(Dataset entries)

* * * * * * *

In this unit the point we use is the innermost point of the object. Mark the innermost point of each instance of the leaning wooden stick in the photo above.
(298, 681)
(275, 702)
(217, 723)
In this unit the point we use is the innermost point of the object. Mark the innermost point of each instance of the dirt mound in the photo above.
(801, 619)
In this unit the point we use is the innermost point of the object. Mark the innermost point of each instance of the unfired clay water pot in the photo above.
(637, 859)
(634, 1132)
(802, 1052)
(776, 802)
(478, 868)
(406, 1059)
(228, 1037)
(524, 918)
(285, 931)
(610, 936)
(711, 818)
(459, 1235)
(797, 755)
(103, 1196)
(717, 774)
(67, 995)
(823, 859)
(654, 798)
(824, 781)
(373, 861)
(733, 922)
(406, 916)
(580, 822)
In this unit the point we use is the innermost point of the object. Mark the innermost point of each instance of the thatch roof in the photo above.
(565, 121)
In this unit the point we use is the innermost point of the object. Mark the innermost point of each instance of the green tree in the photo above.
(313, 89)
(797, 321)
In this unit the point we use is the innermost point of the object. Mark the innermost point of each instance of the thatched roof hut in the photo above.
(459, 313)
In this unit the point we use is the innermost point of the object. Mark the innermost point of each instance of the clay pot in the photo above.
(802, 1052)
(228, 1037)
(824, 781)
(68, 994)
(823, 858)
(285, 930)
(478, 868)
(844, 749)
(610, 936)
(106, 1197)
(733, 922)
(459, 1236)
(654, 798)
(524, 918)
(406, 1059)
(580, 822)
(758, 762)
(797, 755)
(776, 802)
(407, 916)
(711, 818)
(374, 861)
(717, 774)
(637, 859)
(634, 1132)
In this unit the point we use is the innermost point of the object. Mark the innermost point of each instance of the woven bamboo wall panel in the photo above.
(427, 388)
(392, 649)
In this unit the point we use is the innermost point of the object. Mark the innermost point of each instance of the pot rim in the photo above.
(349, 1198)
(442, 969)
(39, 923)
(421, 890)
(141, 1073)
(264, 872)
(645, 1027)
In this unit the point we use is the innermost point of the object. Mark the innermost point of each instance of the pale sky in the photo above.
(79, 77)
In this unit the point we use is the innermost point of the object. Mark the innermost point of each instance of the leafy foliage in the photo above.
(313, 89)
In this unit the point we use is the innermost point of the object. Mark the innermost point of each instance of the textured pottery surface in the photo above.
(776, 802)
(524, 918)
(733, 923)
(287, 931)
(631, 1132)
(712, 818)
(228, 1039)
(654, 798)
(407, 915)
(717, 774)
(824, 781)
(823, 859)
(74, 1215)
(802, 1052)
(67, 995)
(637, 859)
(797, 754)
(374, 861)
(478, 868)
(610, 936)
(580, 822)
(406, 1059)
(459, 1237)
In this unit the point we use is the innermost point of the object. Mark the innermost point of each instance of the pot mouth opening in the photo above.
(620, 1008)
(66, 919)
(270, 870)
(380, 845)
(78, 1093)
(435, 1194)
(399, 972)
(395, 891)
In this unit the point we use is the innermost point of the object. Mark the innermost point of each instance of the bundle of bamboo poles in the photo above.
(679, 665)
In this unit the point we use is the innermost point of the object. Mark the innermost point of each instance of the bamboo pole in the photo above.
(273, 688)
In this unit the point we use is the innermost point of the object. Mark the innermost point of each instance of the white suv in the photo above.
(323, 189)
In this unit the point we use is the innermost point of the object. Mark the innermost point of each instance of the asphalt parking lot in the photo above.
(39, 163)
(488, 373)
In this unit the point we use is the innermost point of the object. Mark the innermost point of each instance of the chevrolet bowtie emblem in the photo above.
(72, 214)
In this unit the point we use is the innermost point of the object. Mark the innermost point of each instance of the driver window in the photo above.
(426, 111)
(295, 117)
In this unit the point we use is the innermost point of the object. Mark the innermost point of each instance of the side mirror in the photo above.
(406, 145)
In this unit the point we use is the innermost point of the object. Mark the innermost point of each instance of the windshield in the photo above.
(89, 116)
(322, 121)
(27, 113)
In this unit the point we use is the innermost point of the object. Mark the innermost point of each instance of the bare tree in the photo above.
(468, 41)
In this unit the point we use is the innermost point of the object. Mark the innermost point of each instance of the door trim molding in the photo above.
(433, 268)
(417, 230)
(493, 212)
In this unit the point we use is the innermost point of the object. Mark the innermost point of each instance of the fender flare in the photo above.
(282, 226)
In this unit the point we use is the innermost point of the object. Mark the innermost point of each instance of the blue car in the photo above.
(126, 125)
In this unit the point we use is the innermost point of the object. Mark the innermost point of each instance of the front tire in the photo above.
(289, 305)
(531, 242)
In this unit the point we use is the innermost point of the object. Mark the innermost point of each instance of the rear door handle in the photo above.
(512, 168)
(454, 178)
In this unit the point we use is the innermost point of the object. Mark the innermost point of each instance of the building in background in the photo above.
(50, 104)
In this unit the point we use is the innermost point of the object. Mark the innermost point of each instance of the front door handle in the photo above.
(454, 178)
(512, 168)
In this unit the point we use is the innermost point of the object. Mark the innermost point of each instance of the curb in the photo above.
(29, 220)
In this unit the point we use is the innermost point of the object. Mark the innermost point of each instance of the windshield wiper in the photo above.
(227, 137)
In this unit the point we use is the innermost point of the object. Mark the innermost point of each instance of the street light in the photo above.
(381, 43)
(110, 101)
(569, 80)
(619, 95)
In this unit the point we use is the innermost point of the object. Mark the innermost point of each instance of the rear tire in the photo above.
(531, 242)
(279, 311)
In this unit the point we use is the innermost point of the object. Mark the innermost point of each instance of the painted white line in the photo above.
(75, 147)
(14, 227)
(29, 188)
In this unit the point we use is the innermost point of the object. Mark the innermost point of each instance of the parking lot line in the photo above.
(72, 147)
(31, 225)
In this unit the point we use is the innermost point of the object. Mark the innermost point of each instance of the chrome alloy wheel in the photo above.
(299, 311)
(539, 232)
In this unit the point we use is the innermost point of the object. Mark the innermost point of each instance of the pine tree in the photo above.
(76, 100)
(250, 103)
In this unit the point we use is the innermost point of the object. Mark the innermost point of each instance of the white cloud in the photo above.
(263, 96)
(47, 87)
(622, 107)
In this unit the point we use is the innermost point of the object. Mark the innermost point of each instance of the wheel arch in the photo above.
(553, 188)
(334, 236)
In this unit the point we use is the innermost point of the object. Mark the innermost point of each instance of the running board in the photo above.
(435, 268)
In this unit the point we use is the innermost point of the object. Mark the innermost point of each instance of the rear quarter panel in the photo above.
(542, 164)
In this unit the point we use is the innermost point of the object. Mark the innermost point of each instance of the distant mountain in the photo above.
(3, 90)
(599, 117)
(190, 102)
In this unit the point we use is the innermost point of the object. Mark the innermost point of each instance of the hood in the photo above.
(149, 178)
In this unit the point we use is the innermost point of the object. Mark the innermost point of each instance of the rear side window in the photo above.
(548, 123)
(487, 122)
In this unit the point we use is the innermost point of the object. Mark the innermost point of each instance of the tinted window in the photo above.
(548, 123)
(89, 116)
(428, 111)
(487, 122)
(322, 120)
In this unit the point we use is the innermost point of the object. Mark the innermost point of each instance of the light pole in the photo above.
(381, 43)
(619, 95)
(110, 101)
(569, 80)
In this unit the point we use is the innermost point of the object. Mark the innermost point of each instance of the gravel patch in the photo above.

* * * * * * *

» **Task objective**
Reproduce, word for word, every line starting at the line that contains "mountain in the photo above." and ending with the final line of the entries.

» **Complete output**
In this unit the point we use is the innermost point of the object. Mark the innermost point of each instance of the distant mountain in the photo above.
(3, 90)
(599, 117)
(190, 102)
In this unit the point we use is the innermost point of the object. Mark the innermost point of each instance of the hood in the photo above.
(149, 178)
In this unit the point we use is the innermost point of the object. Mark the innermost point of each instance of the rear side window in the photo above.
(548, 123)
(487, 122)
In this unit the point we use is the innermost point of the object. Mark the innermost point of each instance of the tinted window in the photo above.
(548, 123)
(89, 116)
(428, 111)
(487, 122)
(322, 120)
In this unit the point we use is the innermost point of the object. Mark the innermost point of each instance of the light pole in the photo above.
(381, 43)
(619, 95)
(110, 101)
(569, 80)
In this unit the point we use is the innermost point of the object. Mark the innermost point of each instance of the gravel patch in the photo above.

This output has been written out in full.